** Begin **
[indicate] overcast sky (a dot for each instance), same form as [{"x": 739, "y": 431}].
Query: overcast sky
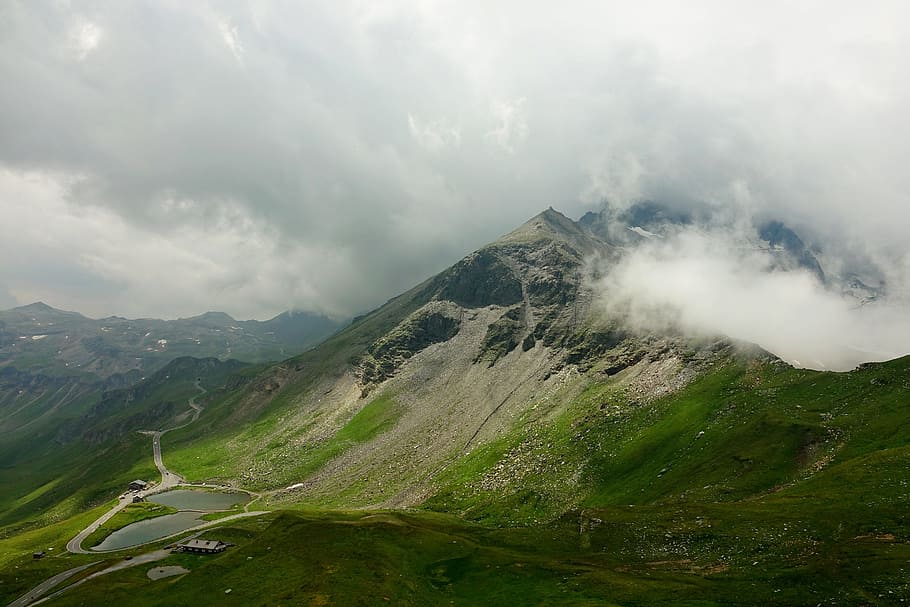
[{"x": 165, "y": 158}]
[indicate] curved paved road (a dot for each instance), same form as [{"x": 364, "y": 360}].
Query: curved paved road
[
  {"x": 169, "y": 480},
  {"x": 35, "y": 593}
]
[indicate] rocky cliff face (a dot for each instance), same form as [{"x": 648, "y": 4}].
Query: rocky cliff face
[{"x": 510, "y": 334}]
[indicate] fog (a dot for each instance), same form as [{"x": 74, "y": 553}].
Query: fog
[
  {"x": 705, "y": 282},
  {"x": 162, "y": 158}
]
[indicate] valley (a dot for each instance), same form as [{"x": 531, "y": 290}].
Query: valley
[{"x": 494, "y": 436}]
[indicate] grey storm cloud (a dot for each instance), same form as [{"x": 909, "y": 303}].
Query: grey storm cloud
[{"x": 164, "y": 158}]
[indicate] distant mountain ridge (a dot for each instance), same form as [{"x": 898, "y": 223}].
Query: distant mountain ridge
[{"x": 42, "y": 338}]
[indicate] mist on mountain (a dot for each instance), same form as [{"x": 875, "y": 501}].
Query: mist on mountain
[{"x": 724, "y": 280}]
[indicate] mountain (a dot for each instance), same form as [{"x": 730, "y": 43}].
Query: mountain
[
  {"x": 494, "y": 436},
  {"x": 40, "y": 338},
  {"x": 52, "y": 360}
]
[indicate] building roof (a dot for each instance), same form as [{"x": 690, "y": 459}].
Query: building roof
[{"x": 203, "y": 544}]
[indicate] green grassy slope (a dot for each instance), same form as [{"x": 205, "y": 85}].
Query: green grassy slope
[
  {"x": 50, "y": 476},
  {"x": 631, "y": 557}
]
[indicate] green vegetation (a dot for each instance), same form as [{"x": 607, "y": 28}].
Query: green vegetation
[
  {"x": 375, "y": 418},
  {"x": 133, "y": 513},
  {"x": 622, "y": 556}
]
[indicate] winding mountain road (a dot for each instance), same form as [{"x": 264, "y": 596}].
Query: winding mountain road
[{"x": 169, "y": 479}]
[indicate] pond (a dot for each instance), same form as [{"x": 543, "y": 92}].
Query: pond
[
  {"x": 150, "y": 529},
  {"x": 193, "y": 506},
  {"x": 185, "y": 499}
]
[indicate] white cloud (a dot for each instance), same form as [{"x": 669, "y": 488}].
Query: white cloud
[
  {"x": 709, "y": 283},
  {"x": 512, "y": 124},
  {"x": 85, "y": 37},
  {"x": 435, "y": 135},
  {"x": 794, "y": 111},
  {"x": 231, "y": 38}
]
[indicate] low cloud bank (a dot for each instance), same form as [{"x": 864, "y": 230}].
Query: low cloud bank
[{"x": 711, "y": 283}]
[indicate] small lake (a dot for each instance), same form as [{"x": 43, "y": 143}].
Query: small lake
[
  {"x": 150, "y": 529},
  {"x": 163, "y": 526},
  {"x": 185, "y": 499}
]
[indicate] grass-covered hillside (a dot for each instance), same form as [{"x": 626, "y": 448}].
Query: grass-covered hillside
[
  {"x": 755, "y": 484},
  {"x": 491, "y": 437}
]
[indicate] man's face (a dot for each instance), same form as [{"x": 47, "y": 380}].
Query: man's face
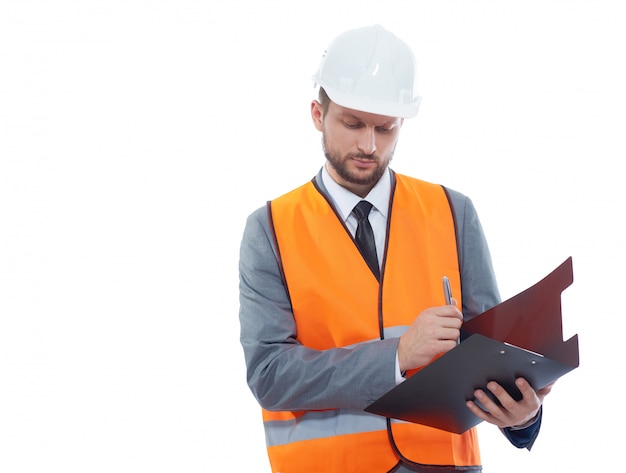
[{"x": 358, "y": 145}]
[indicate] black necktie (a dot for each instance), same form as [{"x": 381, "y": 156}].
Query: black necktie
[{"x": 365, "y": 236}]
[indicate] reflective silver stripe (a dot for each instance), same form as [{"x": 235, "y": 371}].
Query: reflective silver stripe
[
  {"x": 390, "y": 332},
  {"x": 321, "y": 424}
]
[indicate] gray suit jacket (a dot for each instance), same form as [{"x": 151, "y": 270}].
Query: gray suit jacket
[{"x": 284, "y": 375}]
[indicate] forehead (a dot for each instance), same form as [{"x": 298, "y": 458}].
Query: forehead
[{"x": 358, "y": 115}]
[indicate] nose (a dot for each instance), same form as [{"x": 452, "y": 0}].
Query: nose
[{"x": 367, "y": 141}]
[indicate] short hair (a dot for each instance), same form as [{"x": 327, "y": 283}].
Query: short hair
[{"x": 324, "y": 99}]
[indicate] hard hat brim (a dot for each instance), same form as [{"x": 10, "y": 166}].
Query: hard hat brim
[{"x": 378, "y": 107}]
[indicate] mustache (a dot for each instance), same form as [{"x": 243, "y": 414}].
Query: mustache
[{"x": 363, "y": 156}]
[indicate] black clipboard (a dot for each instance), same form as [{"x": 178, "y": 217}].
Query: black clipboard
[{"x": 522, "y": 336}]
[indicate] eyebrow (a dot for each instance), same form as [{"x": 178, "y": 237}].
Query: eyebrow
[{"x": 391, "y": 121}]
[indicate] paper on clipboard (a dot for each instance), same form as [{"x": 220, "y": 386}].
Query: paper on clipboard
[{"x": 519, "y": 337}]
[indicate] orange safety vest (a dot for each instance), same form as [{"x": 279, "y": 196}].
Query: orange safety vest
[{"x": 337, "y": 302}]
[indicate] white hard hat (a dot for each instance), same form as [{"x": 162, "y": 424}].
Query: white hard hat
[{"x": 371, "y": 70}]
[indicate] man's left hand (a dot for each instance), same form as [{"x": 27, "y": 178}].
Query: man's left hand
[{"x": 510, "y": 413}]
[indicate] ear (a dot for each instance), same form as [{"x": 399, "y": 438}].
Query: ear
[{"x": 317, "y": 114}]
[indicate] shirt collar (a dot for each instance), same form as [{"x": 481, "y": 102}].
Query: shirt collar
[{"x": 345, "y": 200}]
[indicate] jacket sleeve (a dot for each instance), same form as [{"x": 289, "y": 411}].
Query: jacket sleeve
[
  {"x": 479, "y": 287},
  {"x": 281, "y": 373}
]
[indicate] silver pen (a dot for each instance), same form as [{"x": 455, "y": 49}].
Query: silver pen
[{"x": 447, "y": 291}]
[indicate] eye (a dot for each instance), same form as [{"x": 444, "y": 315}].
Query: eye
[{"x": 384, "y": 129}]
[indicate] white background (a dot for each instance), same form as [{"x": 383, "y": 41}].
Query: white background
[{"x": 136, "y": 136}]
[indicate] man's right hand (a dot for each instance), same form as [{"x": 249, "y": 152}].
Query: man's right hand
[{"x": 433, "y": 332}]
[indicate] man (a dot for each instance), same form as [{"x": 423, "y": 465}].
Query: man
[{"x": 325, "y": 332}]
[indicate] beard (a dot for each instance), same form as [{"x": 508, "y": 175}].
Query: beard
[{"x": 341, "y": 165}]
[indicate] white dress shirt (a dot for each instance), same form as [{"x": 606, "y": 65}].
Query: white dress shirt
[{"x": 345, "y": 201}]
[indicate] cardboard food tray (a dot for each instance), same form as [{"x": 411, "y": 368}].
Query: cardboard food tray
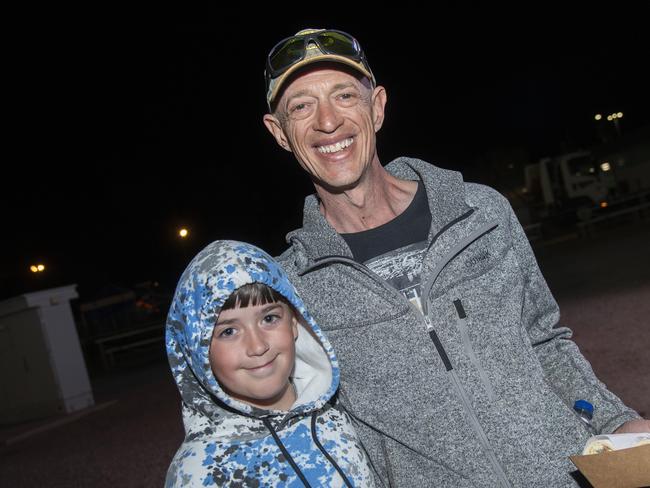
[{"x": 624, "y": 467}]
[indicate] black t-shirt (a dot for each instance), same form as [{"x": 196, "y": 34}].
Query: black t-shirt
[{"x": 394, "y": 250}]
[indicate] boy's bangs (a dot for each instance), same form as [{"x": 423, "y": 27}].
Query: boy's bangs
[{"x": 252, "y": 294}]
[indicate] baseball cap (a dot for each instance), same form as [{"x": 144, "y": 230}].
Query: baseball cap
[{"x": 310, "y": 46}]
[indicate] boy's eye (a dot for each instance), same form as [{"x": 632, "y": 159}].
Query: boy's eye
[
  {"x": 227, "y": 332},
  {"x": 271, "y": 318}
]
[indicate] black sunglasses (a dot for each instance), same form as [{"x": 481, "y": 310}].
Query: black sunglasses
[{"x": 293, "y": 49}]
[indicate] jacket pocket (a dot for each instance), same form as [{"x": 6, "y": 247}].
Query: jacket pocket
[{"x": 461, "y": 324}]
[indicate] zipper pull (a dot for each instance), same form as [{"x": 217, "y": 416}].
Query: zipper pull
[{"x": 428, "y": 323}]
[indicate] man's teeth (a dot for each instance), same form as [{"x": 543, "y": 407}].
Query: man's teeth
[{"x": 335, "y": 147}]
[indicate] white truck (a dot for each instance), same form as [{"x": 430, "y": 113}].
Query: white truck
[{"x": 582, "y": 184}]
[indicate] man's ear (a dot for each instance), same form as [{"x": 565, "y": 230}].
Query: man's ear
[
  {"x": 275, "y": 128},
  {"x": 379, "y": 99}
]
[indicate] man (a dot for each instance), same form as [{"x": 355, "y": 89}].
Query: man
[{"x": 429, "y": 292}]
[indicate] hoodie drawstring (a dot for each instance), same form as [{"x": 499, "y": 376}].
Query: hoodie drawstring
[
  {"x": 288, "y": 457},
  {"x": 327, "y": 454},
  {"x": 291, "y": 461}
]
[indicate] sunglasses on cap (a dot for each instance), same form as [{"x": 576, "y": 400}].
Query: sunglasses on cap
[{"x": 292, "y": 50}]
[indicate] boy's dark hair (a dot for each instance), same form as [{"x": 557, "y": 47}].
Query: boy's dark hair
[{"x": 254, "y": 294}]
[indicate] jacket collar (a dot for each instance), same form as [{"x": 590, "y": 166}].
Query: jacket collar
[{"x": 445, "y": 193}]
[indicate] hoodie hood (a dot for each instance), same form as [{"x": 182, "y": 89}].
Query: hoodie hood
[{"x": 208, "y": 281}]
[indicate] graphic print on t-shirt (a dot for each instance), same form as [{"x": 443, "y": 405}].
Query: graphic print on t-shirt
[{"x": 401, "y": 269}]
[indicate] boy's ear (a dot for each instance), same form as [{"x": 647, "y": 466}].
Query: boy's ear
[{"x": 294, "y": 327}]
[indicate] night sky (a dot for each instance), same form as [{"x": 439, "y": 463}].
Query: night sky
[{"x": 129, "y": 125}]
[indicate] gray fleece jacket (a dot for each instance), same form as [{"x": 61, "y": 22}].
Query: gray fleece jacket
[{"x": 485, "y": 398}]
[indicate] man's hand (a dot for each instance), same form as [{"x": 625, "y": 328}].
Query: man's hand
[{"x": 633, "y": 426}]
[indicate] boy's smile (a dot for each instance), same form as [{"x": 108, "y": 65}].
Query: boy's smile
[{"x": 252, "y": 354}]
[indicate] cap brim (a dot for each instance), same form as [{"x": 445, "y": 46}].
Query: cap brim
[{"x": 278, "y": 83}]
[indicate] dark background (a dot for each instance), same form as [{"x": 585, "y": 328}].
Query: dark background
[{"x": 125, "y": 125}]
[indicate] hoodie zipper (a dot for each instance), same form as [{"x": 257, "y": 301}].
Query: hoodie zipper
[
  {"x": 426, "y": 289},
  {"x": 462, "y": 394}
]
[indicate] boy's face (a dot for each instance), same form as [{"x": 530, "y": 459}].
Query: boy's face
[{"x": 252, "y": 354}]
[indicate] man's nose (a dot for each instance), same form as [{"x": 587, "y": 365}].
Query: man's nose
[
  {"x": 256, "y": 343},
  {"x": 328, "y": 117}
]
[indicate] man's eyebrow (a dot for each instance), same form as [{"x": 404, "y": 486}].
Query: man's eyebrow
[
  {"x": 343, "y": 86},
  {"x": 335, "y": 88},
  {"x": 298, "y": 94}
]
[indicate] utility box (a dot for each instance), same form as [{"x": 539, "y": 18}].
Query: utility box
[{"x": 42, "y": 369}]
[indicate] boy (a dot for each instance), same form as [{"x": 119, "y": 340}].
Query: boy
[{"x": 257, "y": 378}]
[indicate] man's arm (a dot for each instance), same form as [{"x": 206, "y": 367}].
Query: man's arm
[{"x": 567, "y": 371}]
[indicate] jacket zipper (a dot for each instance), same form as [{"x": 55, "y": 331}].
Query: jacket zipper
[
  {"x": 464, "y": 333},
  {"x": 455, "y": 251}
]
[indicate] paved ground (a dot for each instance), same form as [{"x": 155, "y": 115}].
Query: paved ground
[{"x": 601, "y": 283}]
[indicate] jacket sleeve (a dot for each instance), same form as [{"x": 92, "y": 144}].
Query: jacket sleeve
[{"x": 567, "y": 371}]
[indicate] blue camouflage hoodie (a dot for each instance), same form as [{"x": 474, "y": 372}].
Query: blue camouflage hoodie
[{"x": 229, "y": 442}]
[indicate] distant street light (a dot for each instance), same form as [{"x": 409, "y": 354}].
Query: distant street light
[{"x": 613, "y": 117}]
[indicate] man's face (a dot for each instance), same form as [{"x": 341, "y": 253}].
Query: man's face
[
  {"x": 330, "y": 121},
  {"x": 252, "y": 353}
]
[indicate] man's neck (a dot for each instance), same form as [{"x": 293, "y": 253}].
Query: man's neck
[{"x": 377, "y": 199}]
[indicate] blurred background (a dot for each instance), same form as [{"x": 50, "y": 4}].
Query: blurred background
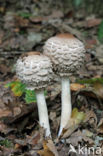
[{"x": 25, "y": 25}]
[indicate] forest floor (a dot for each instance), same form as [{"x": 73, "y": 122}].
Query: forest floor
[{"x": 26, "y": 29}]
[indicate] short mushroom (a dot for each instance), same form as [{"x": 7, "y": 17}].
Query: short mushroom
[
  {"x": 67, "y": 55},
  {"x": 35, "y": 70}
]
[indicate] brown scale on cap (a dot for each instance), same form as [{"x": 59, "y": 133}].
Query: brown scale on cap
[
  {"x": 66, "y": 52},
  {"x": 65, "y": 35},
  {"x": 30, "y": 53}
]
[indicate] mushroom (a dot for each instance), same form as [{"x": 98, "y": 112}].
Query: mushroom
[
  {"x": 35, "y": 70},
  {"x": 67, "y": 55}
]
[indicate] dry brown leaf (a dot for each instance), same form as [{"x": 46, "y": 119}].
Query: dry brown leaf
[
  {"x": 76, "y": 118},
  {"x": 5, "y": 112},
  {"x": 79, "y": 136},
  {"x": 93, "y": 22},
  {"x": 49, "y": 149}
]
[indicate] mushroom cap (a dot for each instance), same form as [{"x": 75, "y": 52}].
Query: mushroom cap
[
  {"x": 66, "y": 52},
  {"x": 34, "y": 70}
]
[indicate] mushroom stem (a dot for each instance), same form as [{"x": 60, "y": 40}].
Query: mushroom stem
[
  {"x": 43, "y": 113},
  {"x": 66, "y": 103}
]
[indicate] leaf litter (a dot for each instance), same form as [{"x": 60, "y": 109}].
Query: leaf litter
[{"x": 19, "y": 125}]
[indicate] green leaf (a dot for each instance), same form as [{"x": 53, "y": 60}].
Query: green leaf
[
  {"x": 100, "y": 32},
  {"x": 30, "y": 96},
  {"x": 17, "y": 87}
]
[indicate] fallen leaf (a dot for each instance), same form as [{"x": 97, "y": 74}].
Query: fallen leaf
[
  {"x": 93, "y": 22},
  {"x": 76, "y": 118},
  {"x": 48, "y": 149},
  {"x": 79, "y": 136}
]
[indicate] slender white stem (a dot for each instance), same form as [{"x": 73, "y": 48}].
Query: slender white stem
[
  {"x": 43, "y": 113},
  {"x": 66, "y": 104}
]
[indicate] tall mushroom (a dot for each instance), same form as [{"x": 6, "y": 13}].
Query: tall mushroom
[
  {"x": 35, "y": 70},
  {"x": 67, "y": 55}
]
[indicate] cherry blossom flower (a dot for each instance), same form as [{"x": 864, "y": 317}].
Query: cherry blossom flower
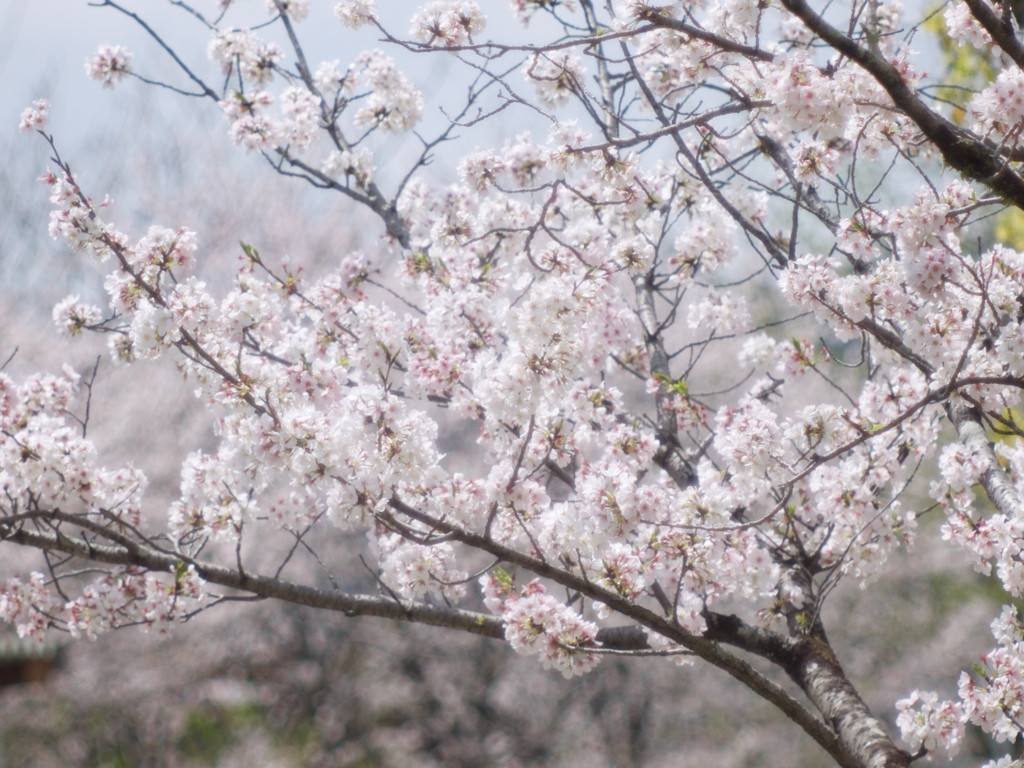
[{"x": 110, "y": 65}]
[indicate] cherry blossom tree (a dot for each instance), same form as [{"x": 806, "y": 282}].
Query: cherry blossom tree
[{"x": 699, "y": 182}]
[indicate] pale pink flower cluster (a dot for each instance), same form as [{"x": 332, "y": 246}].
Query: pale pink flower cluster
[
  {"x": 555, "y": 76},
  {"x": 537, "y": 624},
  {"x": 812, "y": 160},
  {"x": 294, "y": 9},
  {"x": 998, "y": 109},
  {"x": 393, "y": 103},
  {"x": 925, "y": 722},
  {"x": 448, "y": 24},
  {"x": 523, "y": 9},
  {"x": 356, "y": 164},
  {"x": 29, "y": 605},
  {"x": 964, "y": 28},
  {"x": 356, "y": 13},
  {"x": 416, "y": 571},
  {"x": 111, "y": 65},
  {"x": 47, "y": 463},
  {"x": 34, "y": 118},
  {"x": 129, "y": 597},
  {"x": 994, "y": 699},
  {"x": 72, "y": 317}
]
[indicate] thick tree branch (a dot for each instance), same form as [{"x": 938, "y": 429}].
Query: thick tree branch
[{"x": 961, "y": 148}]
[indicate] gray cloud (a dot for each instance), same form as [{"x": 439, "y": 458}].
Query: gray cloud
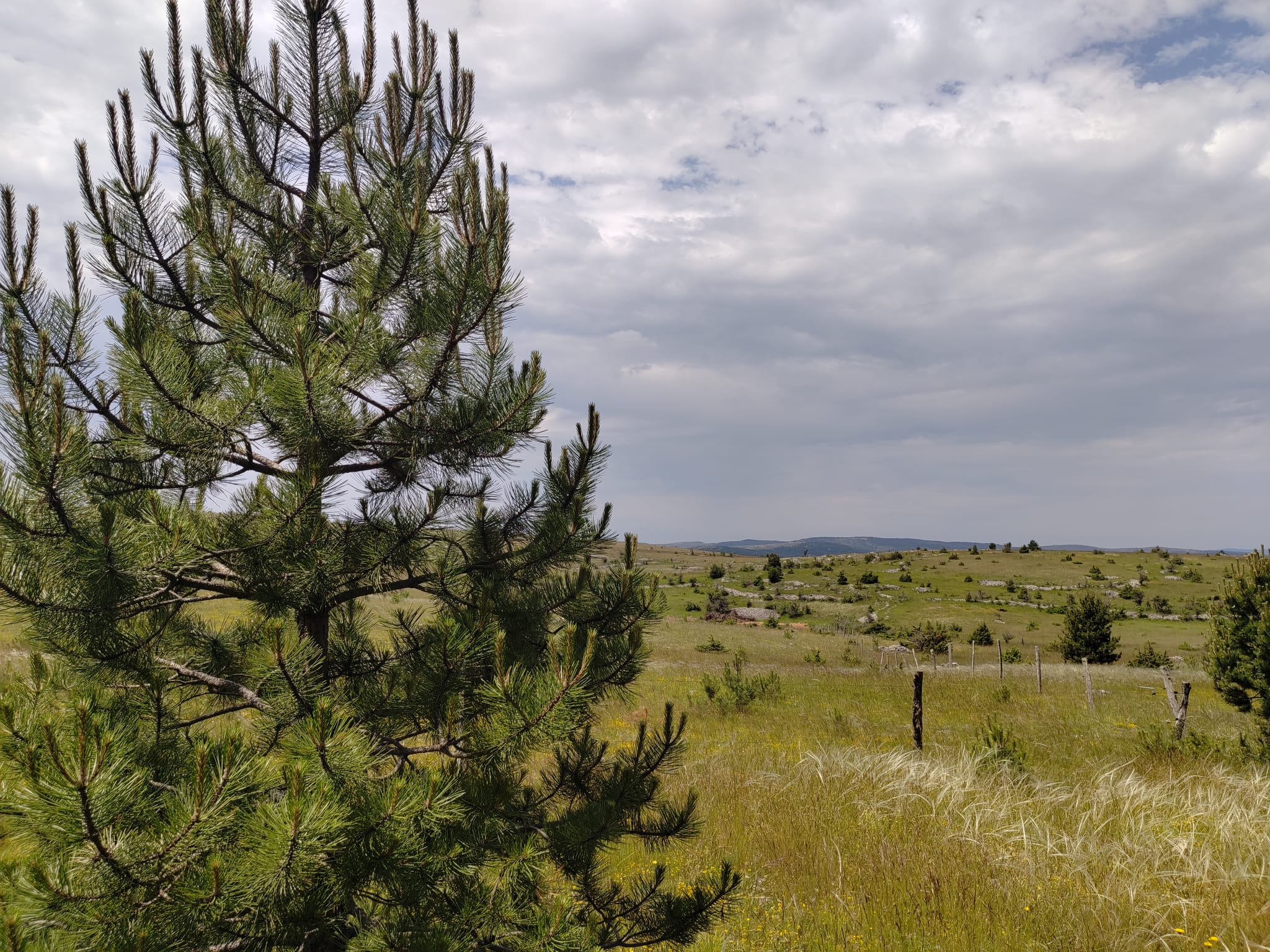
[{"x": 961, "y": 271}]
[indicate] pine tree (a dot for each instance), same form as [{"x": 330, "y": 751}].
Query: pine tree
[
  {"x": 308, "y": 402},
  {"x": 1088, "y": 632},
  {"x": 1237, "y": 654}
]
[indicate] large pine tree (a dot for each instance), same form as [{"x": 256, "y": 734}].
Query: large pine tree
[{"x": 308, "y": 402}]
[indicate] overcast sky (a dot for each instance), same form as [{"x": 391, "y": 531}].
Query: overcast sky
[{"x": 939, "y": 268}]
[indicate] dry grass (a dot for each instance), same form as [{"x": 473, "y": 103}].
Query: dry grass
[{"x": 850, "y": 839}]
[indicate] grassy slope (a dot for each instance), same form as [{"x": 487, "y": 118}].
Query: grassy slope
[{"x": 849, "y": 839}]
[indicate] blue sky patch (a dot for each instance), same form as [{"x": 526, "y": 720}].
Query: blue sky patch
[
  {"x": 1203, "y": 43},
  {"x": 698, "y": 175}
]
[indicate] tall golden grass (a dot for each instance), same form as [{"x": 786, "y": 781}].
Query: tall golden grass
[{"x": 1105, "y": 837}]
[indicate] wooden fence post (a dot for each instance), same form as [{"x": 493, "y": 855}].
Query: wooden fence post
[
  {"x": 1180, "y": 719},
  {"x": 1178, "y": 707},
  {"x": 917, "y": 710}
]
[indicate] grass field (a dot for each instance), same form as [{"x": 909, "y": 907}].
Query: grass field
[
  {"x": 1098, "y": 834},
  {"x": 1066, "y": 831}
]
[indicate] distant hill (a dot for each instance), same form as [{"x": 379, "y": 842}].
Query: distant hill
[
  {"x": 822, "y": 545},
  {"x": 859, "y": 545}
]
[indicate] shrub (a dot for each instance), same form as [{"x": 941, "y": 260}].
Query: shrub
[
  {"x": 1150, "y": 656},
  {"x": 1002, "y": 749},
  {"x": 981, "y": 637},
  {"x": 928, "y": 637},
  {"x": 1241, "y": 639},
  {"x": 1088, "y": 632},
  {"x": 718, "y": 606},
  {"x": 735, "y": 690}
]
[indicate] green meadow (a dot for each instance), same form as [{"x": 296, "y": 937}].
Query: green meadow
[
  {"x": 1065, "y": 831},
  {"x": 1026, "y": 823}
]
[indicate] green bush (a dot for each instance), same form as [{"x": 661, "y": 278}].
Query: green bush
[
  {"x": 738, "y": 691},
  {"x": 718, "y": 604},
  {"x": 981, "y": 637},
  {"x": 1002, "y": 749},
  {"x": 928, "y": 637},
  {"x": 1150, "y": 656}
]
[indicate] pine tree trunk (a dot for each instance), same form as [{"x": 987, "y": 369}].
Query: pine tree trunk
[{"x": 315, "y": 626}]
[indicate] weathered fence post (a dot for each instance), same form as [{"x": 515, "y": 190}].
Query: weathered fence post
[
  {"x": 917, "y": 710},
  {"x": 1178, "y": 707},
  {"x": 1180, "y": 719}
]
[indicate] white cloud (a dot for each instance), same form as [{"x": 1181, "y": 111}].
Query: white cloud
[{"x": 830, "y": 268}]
** End **
Repeat word for word each line from the one with "[indicate] green meadow" to the end of the records above, inclusive.

[indicate] green meadow (a dot for each instance), same form as [{"x": 296, "y": 937}].
Query: green meadow
[
  {"x": 1065, "y": 831},
  {"x": 1026, "y": 823}
]
[indicate] green bush (a dot for each instance), same form as [{"x": 661, "y": 278}].
Query: green bush
[
  {"x": 738, "y": 691},
  {"x": 718, "y": 604},
  {"x": 981, "y": 637},
  {"x": 1002, "y": 749},
  {"x": 928, "y": 637},
  {"x": 1150, "y": 656}
]
[indicate] pine tree trunk (a dot for each instance), same form as [{"x": 987, "y": 369}].
Query: pine tree trunk
[{"x": 315, "y": 626}]
[indicate] weathered fence post (a dot for each instance), same form as [{"x": 515, "y": 190}].
Query: weathered fence post
[
  {"x": 917, "y": 710},
  {"x": 1178, "y": 707},
  {"x": 1180, "y": 719}
]
[indicate] white cloud (a dot for each instance), same form as [{"x": 1181, "y": 111}].
Query: white cloud
[{"x": 830, "y": 268}]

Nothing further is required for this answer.